------ Page text
In particular, you know, looking at going forward. For me, something that I know everyone’s talking about is how we anticipate the intention behind the search. Given that searches are effectively concise phrases, and we mostly don’t know anything about the searcher behind the information, we have to use some form of natural language processing to try and understand what people truly want as a return for that search query.

What is the information they expect and are we answering that? It’s not how to be targeted so much. It’s how we answer it, and I think we can only do that with an understanding of almost the psychology of expectation.

For me, the tactics will evolve the next few years, maybe even five years, fundamentally. I think what needs to shift and where I think companies need to be investing their money on development is on ‘How do we anticipate what that intention is?’

The more you can understand it, the more we can get that insight, well that’ll be our leg up over the competition, more than just doing SEO well.

Damien: Then, using developed expertise and proven tactics, combined with a thorough understanding of the audience, is that where it’s headed?

Phil: Yeah, there’s a quote, and I can’t remember off the top my head, it’s something like There are only two competitive advantages in any form of marketing:

  1. knowing your audience better than anyone else knows it, and; 
  2. doing it faster than anyone else can do it.

Damien: How do you suggest SEOs prepare for the future?
------------
▶ _Using the information_:
a. Copy the SEO interview from "For me, the" to "for the future?".
b. Answer these questions from the SEO interview:
(i) What does the interview say searches effectively are?
(ii) In the quote Phil recalls, what is the first of the two competitive advantages in marketing?
(iii) How long does the interview say the tactics will take to evolve fundamentally?
c. Continue the SEO interview from its final line.
------ Source material
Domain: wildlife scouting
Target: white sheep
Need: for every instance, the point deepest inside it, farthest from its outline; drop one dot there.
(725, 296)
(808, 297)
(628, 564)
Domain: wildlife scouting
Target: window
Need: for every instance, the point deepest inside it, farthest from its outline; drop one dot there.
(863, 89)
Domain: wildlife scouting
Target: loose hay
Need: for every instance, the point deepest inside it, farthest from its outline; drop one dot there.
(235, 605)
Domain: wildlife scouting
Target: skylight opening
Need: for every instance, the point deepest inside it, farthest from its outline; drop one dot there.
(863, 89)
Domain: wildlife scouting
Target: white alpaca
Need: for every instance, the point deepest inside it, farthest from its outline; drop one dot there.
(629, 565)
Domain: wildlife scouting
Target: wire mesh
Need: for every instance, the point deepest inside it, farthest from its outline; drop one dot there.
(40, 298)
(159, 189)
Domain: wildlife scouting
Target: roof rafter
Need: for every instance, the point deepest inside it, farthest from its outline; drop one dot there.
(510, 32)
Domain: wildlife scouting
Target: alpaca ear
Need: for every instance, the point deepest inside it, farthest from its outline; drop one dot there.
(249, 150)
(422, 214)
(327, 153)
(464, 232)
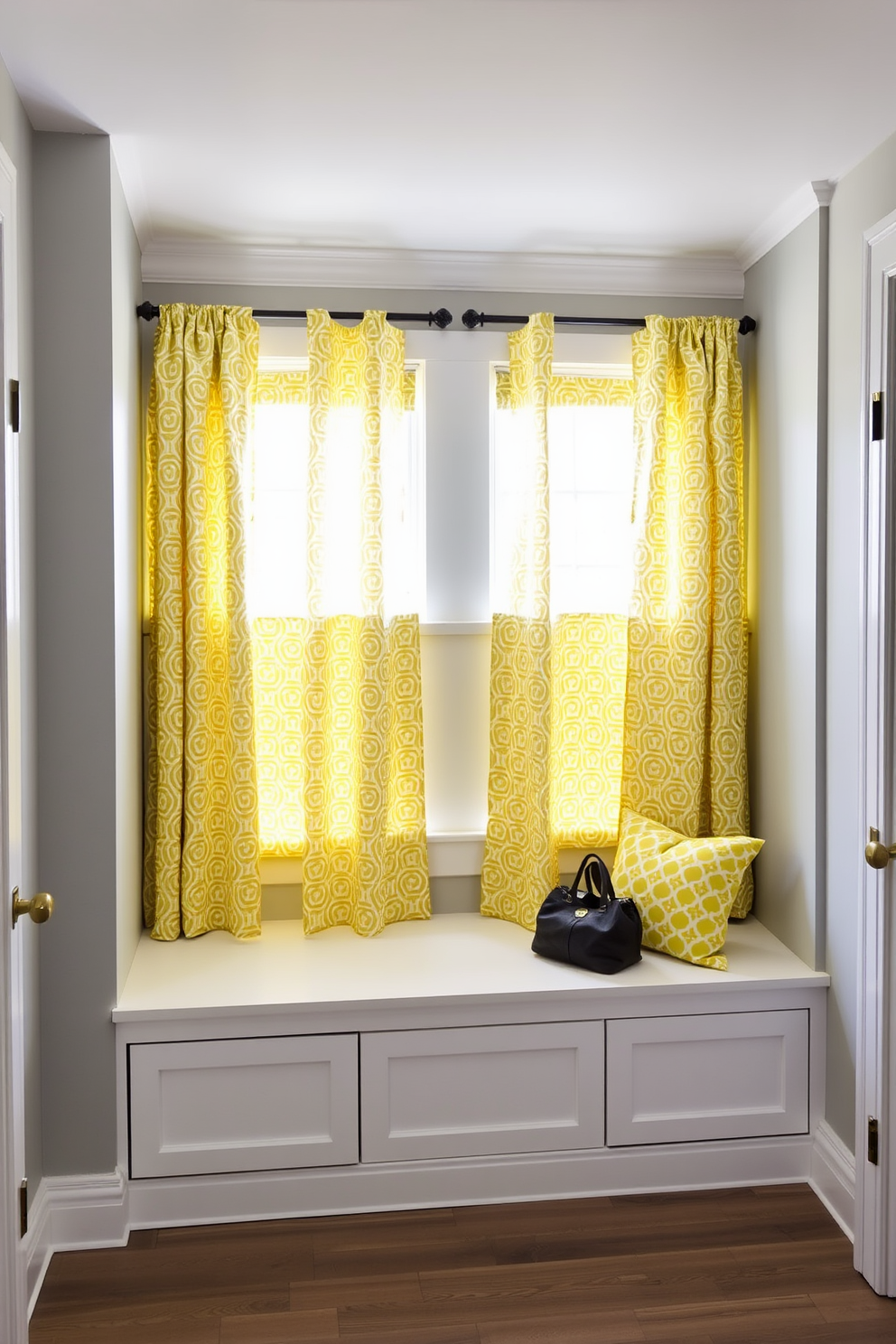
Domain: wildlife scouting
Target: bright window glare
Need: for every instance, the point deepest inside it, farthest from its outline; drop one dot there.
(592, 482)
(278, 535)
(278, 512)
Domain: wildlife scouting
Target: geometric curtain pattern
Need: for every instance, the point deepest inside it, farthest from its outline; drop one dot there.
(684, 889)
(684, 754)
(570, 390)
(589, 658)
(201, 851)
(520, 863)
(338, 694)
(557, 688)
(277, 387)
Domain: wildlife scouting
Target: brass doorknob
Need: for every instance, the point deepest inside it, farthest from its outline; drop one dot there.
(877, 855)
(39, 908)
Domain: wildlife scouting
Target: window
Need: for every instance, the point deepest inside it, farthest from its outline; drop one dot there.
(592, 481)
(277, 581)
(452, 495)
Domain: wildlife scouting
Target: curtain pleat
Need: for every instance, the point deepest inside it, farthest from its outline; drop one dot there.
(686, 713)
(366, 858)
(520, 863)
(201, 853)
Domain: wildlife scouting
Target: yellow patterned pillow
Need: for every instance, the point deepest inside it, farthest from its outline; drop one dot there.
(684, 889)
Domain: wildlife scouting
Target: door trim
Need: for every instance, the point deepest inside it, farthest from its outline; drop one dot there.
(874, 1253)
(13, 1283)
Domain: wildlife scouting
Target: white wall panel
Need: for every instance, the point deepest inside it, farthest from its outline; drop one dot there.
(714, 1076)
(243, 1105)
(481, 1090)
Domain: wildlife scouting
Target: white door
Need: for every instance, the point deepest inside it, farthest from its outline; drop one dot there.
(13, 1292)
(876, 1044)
------------
------ Source material
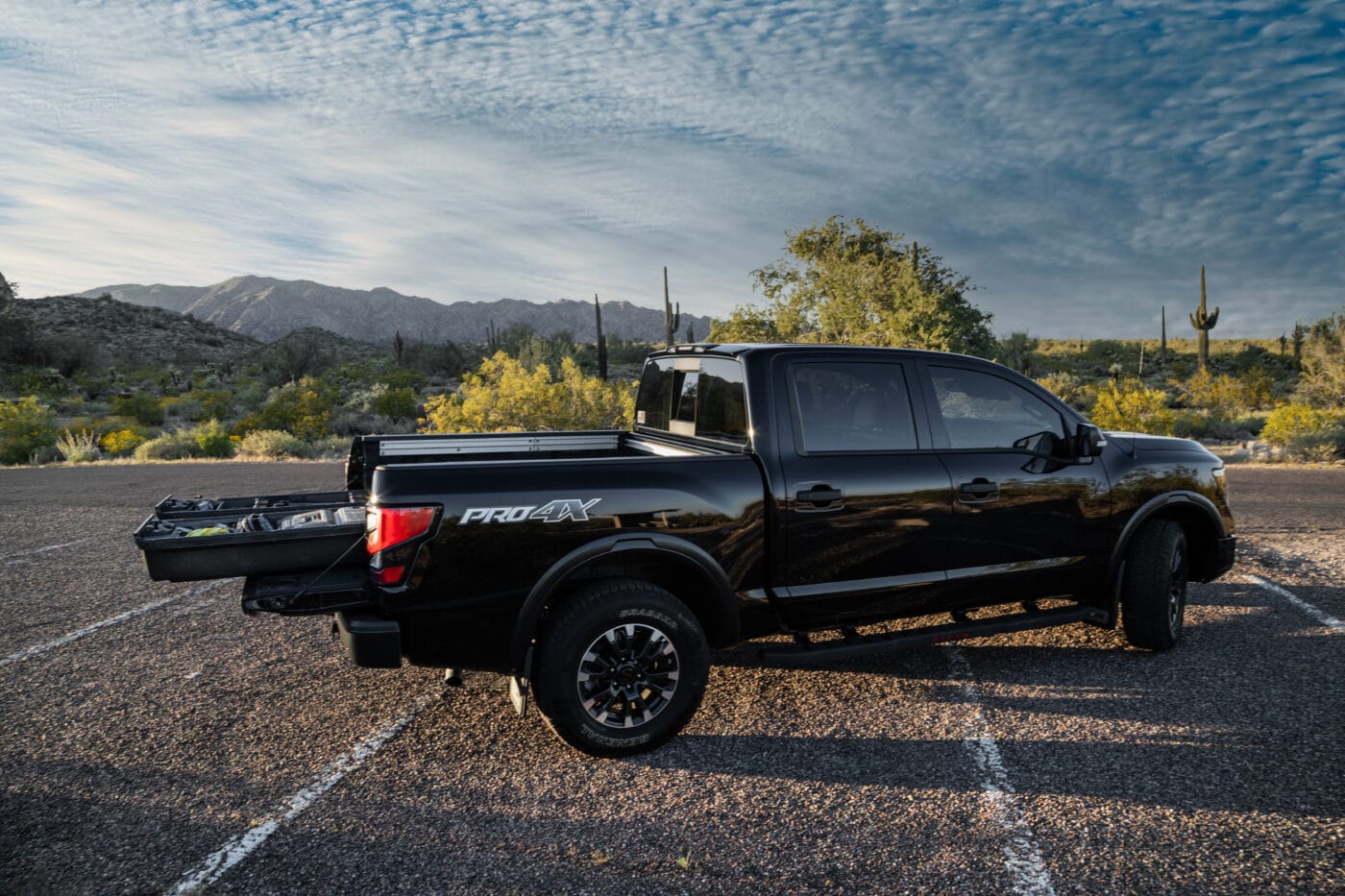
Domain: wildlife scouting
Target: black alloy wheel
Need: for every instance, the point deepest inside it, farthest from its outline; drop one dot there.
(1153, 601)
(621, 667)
------------
▶ _Per-task outputs_:
a.
For me, the tactics will evolve the next few years, maybe even five years, fundamentally. I think what needs to shift and where I think companies need to be investing their money on development is on ‘How do we anticipate what that intention is?’

The more you can understand it, the more we can get that insight, well that’ll be our leg up over the competition, more than just doing SEO well.

Damien: Then, using developed expertise and proven tactics, combined with a thorough understanding of the audience, is that where it’s headed?

Phil: Yeah, there’s a quote, and I can’t remember off the top my head, it’s something like There are only two competitive advantages in any form of marketing:

  1. knowing your audience better than anyone else knows it, and; 
  2. doing it faster than anyone else can do it.

Damien: How do you suggest SEOs prepare for the future?

b.
(i) Concise phrases.
(ii) Knowing your audience better than anyone else knows it.
(iii) The next few years, maybe even five years.

c.
Phil: I think the more we can understand how language works, I believe the better we will be able to succeed. But at the same time, you know, you can see that for as advanced as Google’s become, it still struggles with fundamental things. Also, if you don’t get your web build right, if you don’t get the technical foundations right, there are massive SEO consequences. 

A lot of the people that have joined agencies have come from different agencies, their understanding of some of the technical elements in terms of how websites are built, beyond best practice, I think is one of those fundamentals that we need to train into people continually. It’s still not something as a natural background skill.

Unless you go out and learn it you won’t just pick it up; you don’t just have a knack for it, most marketing people need to learn how it works. The industry needs a renewed focus on the importance of how the site’s built.

Damien: Perhaps a ‘centre of excellence’ in which technology weaves together a mesh between DevOps, web development and marketing strategy?

Phil: It’s an excellent way of putting it. A few years ago, we used to speak about people who were ‘technically minded’ or people who were ‘content minded’. I don’t think that we’re really in the position to legitimately, or earnestly say that specialisms don’t kind of digress like that. 

Yes, we might have people who have specialised. The majority of clients and most of what people need in SEO can be quite similar. I think there’s a greater need for us to have the most fantastic generalists, and then bring in specialists when they need them. You need to be able to answer 95 to 99% of all queries without having to bring in a specialist. So it’s about rounding that knowledge out as opposed to just making it deep.

Damien: What have I not asked you about SEO that you’d like to share?

Phil: There’s one thing that I have quite a firm view on, and it kind of relates to something that we spoke about earlier. I think that there is a real needs industry in terms of how we talk about some of the stuff that we have access to.

You see a lot of people talk about integration but not with an appreciation of the practical impact search data can have. Search data is probably one of the most profound sorts of business insight — it’s pure demand at an anonymised and grand scale.

How can we use that to input genuinely into business operations, to find out more about people and their expectations?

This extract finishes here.